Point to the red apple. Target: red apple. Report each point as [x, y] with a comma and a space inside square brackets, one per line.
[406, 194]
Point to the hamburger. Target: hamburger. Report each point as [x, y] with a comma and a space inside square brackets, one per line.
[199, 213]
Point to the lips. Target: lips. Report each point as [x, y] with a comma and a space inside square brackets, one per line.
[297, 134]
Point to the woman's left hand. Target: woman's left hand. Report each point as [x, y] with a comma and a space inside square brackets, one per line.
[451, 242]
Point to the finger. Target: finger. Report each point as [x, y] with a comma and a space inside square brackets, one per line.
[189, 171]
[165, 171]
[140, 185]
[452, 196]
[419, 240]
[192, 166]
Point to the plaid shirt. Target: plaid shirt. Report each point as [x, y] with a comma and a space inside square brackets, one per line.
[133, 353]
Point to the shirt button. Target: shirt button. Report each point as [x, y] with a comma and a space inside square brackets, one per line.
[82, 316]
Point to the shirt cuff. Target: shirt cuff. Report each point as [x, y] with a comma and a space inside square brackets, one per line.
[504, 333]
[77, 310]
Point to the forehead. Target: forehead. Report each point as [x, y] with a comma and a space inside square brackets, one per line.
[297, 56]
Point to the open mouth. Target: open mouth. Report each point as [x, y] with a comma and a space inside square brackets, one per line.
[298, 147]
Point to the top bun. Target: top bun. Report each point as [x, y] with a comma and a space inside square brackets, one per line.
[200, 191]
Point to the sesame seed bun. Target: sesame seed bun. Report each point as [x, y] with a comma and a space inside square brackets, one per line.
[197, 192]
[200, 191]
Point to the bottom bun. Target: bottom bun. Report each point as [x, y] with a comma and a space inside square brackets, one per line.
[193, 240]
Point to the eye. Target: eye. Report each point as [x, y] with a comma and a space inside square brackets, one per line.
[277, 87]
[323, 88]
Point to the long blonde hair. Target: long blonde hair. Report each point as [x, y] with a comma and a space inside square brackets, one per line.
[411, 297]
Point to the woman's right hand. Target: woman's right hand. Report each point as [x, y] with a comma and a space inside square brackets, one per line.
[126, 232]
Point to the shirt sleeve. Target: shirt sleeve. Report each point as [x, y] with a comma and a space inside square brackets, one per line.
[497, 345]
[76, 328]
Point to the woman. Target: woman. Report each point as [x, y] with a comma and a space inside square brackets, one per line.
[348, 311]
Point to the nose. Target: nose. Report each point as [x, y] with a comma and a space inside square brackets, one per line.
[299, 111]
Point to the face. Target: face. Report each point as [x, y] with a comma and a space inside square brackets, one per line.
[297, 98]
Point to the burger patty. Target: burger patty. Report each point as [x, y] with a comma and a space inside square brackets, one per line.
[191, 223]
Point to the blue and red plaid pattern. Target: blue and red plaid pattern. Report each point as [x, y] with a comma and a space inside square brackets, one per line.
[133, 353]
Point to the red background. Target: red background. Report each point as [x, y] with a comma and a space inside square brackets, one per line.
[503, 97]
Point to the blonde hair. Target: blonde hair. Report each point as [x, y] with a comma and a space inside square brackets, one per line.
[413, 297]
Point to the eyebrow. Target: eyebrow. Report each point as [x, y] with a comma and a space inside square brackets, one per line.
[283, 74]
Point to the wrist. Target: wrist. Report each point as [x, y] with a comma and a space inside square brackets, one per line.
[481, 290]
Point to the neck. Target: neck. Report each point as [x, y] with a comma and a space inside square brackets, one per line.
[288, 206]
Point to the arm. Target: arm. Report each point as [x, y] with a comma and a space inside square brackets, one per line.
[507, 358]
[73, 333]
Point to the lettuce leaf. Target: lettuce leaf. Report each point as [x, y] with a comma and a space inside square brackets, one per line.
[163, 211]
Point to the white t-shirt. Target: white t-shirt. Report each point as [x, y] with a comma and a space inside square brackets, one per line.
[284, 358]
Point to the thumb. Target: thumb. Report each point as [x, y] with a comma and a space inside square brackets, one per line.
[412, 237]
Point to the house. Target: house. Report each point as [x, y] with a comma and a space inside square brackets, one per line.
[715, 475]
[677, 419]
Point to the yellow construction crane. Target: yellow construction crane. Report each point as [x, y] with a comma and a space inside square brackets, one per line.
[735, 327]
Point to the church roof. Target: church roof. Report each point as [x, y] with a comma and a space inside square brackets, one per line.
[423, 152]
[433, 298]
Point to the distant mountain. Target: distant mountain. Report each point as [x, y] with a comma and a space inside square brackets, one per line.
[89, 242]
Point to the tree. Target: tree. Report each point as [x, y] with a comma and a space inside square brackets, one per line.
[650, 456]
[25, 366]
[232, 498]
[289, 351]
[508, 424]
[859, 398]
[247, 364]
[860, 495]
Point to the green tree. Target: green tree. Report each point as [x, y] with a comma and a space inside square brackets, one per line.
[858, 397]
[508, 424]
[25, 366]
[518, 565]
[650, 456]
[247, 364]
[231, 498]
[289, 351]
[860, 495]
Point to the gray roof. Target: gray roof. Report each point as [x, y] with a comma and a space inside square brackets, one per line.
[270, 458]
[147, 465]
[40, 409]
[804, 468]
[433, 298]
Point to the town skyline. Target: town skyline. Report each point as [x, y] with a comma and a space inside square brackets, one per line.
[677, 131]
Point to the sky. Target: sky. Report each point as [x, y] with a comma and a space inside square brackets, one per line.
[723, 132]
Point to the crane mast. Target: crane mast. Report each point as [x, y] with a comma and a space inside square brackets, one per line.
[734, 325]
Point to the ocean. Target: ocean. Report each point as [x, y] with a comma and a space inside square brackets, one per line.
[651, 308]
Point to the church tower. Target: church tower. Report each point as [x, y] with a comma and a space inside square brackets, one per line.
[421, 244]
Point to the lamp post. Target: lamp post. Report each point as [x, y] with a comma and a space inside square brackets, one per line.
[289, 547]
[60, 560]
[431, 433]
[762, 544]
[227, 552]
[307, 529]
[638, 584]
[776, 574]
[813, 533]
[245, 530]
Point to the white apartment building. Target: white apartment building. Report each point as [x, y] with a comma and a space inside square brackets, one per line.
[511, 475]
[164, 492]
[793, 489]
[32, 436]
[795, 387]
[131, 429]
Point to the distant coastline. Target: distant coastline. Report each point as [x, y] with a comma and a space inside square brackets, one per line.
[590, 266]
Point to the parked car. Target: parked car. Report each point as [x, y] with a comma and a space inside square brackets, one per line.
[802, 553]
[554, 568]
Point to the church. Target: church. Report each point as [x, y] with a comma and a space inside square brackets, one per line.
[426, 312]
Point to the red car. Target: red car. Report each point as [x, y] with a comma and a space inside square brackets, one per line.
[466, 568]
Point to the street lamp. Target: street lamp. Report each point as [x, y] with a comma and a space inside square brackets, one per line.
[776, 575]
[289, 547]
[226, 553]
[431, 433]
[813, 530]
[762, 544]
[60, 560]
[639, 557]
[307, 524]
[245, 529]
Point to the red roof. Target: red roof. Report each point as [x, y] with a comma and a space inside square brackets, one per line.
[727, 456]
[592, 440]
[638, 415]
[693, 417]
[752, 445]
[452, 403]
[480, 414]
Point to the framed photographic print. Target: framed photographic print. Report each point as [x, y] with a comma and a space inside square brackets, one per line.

● ● ● ● ● ● ●

_Exercise description_
Copy every item above word for word, leaving each line unchanged.

_Result of the task_
Point to the red apple. Target: red apple. Report each point as [x, y] with a comma and a space inside square brackets, one per line.
[406, 194]
Point to the hamburger. Target: hamburger. Report each point as [x, y] with a comma and a space inside square brackets, one per line.
[199, 213]
Point to the lips. Target: lips. Report each point as [x, y] with a comma and a space inside square brackets, one per line.
[297, 134]
Point to the woman's left hand. Target: woman's left hand. Report each point as [x, y] with a comma and a space inside square brackets, one per line.
[451, 242]
Point to the finger. Target: finger. Report each point as [x, y] with a comma and a space inside square brackets, one per line.
[189, 171]
[165, 171]
[140, 185]
[452, 196]
[419, 240]
[192, 166]
Point to the plaid shirt. Target: plaid shirt. Report each point as [x, y] with a comma and a space inside square brackets, one per line.
[133, 353]
Point to the shirt button. Target: shirt button. Report each point as [x, y] with a comma and a space inside square brackets, one per line.
[82, 316]
Point to the shirt cuff. Target: shirt cuff. Report each point as [x, y] with a comma and a space inside square brackets, one per line.
[504, 333]
[77, 310]
Point to the forehead. Target: forehead. Report each point as [x, y] with a comma and a space inside square brackets, one per line.
[297, 56]
Point to the open mouth. Target: open mouth. Report each point as [x, y] with a comma and a space inside square brackets, one per line.
[298, 147]
Point to the top bun. Target: top bun. Report each point as [x, y] with a comma and a space inside square brackets, one per line.
[200, 191]
Point to the sesame seed bun. Target: sesame seed bun. Report each point as [x, y] with a comma and a space inside square brackets, one per line.
[197, 192]
[200, 191]
Point to the bottom bun. Target: bottom bun. Report each point as [x, y] with a comma and a space inside square brackets, one per line.
[193, 240]
Point to the eye. Target: eye. Report each point as [x, y] with a comma and a space inside square brackets, one per line.
[277, 87]
[323, 88]
Point to the long blonde hair. Target: long blonde hair. Report each point as [x, y] with a comma and a space inside square brackets, one per line.
[411, 297]
Point to the woman's right hand. Target: woman's right hand. Report each point as [x, y] with a comma and a space inside square brackets, one per line.
[126, 232]
Point to the shirt sleeve. Target: shirt sleeve. Report each point as [x, y] with a comma and a space inside square brackets, one per line.
[497, 345]
[76, 328]
Point to the woman. Target: woman. Report each point as [x, y] with a comma and a space inside square brackets, one per line.
[348, 311]
Point to the nose. Target: nose. Report each point as [x, y] with a comma and a space inside square brackets, one per line.
[299, 111]
Point to the face. Target: face. Report each point as [x, y] with a comma and a space inside square brackets, one per line.
[297, 98]
Point to the burger patty. Target: burger patty. Report each point as [x, y] with a comma and a space inside square brackets, one per line.
[191, 223]
Point to the blue and red plaid pattern. Target: blue and red plaid pattern. Report each point as [x, y] with a comma and a space inside square brackets, one per line.
[133, 353]
Point to the red background. Target: red background. Report each point as [x, y] with a comma and a space inside square brackets, one per line.
[503, 97]
Point to the blonde hair. Target: blonde hair. Report each point as [x, y] with a comma and a space inside square brackets, one per line.
[413, 297]
Point to the eyebrow. Target: eyebrow. Report each point as [x, y] with a comma and a space inside square brackets, one per line.
[283, 74]
Point to the wrist. Target: wrist. Report each point as [x, y] with a comma and a space inside square brackets, one per line.
[481, 290]
Point to the neck. Target: neck. Report each point as [x, y] with a comma and a space inside square brackets, one per line.
[288, 206]
Point to the arm. Target: arm. Report each point as [x, y] with a comma and a space inside square brackets, one per line.
[507, 358]
[73, 333]
Point to the lettuce leaf. Target: lettuce leaf. Report each point as [x, y] with a comma and a space inside square brackets, one per line.
[163, 211]
Point to the white t-shirt. Target: white t-shirt. Report each point as [x, y] with a comma and a space inside square brackets, one per line.
[284, 358]
Point to the thumb. Target: thumb. Report each point as [x, y] with a comma and a space inside square brackets, one per line.
[412, 237]
Point to the house. Target: house. Report each point as [x, y] with a comma and a space inside square brackets, one per line.
[715, 475]
[677, 419]
Point to the yellow construction crane. Target: yellow construction crane. Report each point as [x, y] with a comma and a space inside square brackets, one per line.
[735, 327]
Point to the church roof. Target: church roof. Report each point as [x, y] with a comma and a space inside square brackets, one per line.
[423, 152]
[433, 298]
Point to the distant mountain. Target: distant mountain. Report each point as [x, y] with a comma and a space inside square brackets, one per line.
[89, 242]
Point to the tree. Target: tree. Report each point as [x, y] with a comma and a space inside square brackets, one per line.
[650, 456]
[25, 366]
[232, 498]
[289, 351]
[508, 424]
[859, 398]
[247, 364]
[860, 495]
Point to the green tree. Target: green tree. Report each point as [x, y] with a comma and a space inside square brackets, one per line.
[858, 397]
[508, 424]
[25, 366]
[518, 565]
[650, 456]
[247, 364]
[231, 498]
[289, 351]
[860, 495]
Point to the gray roof. Target: gray roof. Report each point as [x, y] with a comma and a space inside square brackets, one per line.
[270, 458]
[147, 465]
[40, 409]
[804, 468]
[433, 298]
Point to the town skyline. Target: town skyline. Report each point as [x, y] with a comma and a space inside square brackets, one per line.
[677, 131]
Point to the sky. Target: sky. Report each point as [x, y] with a comma and a space inside square brackets, one per line.
[723, 132]
Point to the crane mast. Target: crane mast. Report each point as [x, y] with a comma and a space inside square brackets, one per line.
[734, 325]
Point to the ocean. Target: ocean. Report each point as [x, y] with a comma and a space inside square brackets, one per line.
[651, 308]
Point to the church tower. Target: church tower. Report each point as [x, y] with a comma and a space inside square brackets, one per line.
[421, 244]
Point to the lamp post. Target: lamp post. Report each point as [x, y] with a comma and a space inside square brackets, one per line.
[289, 547]
[60, 560]
[431, 433]
[762, 544]
[227, 552]
[307, 529]
[638, 584]
[776, 574]
[813, 533]
[245, 530]
Point to the white apartment building. Target: white apartment building. Report each point as [x, y] with a comma and a space inside square brackets, one per line.
[511, 475]
[164, 492]
[793, 489]
[32, 436]
[795, 387]
[131, 429]
Point to the distant coastline. Target: distant coastline. Report each point as [x, y] with a comma and a space inside square brackets, one per line.
[590, 266]
Point to the parked car. Target: parked car. Report each point as [x, y] with a comma and a space inside square brackets, one per line.
[802, 553]
[554, 568]
Point to the church. Target: church. Report each point as [x, y] with a comma and a space inside square brackets, one per line.
[426, 312]
Point to the red car. Target: red car. Report each point as [x, y] with a comma and a space inside square brackets, one per line.
[466, 568]
Point to the street lamp. Target: street lamp. Report each point as [x, y] with a comma and a space inside square brackets, one per line.
[776, 575]
[289, 547]
[226, 553]
[431, 433]
[813, 530]
[762, 544]
[60, 560]
[639, 557]
[307, 524]
[245, 529]
Point to the red roof. Target: red roof. Report each point as [x, y] with a comma and a space inside square brackets, one per line.
[727, 456]
[592, 440]
[638, 415]
[693, 417]
[752, 445]
[452, 403]
[480, 414]
Point to the framed photographic print. Target: framed photographic print. Report each point as [x, y] with a comma and a space inside square brackets, one per line.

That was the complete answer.